## Provided passage
________________________

Leader as Teacher, Leader as Scribe: An Introduction to North Korean Children’s Literature

By | October 07, 2013 | No Comments

A Winged Horse | Image: Christopher Richardson

A Winged Horse, “an illustrated book of a fairytale told by the Great Leader Comrade Kim Il-sung.” | Image: Christopher Richardson

Sino-NK has lately been focused on affairs of the pen, bringing together Tatiana Gabbroussenko, Benoit Berthelier and our own Sherri Ter Molen for the annual Sino-NK symposium, in which we spend a week or more with the emphasis firmly on a single element of North Korea research.

But the journey is not over yet! Gloriously, no sooner had we scythed our way through the forest of literary themes planted by the Benoit Symposium than we were drawn back into the woods, this time by analyst Christopher Richardson, who returns today to analyze the children’s literary production of North Korea’s leaders themselves (and, presumably, those who ghostwrite in their stead) in the second of his two-part series on North Korean children’s literature.

Barack Obama and Kevin Rudd may indeed be children’s authors of merit, but the “thousand-ri horse” of legend is noticeable by its absence from their works. Au contraire for the Kims. — Christopher Green, Co-editor.

________________________

## Given information

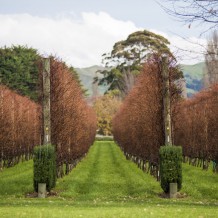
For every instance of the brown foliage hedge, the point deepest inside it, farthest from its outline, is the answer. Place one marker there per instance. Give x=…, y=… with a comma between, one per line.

________________________

## Work to do
In the Sino-NK post on North Korean children's literature, which analyst returns to examine the children's literature produced by North Korea's leaders? Please give the name.

## Solution below
Christopher Richardson